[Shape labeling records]
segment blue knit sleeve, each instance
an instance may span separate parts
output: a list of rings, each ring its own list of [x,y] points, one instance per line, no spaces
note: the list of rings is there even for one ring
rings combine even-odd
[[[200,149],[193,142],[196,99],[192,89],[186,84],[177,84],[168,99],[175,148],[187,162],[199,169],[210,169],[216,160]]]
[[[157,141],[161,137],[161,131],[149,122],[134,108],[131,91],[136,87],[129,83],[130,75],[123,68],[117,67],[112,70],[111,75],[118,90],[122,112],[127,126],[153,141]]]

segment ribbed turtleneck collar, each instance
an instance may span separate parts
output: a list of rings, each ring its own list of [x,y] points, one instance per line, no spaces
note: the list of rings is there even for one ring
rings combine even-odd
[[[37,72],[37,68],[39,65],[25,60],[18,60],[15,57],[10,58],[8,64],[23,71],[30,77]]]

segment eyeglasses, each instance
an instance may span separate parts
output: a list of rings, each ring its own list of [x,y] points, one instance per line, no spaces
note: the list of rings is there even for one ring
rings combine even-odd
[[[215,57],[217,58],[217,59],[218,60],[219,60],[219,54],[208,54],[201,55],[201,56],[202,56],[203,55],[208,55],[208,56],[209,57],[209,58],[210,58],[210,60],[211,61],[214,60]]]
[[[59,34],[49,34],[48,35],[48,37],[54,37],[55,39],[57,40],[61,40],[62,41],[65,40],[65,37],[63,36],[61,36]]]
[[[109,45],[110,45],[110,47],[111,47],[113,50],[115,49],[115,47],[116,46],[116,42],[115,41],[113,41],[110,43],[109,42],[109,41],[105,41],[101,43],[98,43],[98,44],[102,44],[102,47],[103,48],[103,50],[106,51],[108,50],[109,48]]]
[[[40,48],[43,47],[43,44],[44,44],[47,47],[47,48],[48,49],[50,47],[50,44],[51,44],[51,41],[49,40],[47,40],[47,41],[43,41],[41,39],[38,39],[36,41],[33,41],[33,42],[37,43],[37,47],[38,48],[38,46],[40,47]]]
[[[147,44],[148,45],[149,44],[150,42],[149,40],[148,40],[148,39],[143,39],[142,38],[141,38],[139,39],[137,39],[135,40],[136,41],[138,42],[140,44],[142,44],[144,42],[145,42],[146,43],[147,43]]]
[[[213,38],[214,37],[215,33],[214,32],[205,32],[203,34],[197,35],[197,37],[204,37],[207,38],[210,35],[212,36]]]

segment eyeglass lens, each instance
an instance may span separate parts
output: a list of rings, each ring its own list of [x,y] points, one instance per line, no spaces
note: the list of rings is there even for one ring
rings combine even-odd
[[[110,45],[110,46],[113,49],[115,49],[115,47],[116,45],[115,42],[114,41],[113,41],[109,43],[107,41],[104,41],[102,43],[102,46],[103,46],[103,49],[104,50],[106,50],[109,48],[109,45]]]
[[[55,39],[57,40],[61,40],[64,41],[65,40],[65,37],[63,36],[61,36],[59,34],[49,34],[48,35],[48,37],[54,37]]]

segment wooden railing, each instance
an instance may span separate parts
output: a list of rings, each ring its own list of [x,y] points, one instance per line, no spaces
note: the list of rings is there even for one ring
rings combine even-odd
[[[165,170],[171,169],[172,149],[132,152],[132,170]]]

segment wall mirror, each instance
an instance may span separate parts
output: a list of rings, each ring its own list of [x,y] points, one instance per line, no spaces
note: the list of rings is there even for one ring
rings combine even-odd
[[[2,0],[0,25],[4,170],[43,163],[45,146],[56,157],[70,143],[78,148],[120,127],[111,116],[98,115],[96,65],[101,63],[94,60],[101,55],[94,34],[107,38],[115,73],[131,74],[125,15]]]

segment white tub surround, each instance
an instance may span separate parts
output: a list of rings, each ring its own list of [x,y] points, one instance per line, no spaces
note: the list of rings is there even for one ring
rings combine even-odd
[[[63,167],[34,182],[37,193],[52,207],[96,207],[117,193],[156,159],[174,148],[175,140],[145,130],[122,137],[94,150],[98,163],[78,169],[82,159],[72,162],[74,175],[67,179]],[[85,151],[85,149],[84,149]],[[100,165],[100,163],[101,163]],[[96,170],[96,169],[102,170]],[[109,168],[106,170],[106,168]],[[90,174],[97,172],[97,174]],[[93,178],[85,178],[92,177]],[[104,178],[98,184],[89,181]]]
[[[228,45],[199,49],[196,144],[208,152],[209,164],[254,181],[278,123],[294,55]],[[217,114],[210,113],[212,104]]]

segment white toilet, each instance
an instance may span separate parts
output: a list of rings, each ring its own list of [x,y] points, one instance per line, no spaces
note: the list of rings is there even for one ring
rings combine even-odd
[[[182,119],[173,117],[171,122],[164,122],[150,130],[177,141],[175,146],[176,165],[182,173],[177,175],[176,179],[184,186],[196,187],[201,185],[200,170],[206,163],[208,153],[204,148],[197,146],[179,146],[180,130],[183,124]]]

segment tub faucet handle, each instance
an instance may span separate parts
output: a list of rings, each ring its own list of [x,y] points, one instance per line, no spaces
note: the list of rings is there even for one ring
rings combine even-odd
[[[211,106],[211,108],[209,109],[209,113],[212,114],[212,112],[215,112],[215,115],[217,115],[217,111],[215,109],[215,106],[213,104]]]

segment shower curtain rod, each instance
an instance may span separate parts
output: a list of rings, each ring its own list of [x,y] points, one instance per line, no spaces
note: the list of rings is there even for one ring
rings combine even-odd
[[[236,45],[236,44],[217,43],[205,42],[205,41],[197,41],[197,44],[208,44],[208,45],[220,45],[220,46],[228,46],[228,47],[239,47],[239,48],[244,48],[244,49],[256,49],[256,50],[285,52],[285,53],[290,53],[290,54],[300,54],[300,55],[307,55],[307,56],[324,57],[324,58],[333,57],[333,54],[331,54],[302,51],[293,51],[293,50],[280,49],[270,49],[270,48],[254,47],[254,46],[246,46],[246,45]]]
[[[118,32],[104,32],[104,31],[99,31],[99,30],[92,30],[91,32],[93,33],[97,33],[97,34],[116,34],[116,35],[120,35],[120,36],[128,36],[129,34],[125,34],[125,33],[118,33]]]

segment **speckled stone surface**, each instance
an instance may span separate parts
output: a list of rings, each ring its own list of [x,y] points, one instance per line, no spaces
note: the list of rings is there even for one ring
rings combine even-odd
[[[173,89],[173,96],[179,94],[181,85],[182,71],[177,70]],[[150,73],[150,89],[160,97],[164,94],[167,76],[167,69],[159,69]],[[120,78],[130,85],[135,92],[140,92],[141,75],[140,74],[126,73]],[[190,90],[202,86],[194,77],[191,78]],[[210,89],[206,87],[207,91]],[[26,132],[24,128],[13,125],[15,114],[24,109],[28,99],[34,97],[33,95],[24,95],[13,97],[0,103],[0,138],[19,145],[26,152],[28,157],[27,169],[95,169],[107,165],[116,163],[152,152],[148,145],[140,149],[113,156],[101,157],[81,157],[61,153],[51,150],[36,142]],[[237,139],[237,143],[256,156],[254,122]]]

### Task goal
Word for word, quote the lines from the line containing "segment **speckled stone" through the end of the material, both included, and nothing else.

### Output for this exercise
segment **speckled stone surface**, each instance
an instance may span separate parts
output: a list of rings, each ring its own list of [x,y] points, one instance per line, no spaces
note: the list of rings is there even for one ring
rings combine even-odd
[[[173,89],[173,96],[179,94],[181,85],[182,71],[177,70]],[[150,73],[150,89],[160,97],[164,94],[167,76],[167,69],[159,69]],[[120,78],[130,85],[135,92],[140,92],[141,75],[140,74],[126,73]],[[190,90],[202,86],[194,77],[191,78]],[[210,89],[206,87],[207,91]],[[26,132],[24,128],[13,125],[15,114],[24,109],[28,99],[34,97],[33,95],[24,95],[13,97],[0,103],[0,138],[19,145],[26,152],[28,157],[27,169],[95,169],[107,165],[116,163],[152,152],[148,145],[140,149],[113,156],[101,157],[81,157],[61,153],[51,150],[36,142]],[[237,139],[237,143],[256,156],[254,122]]]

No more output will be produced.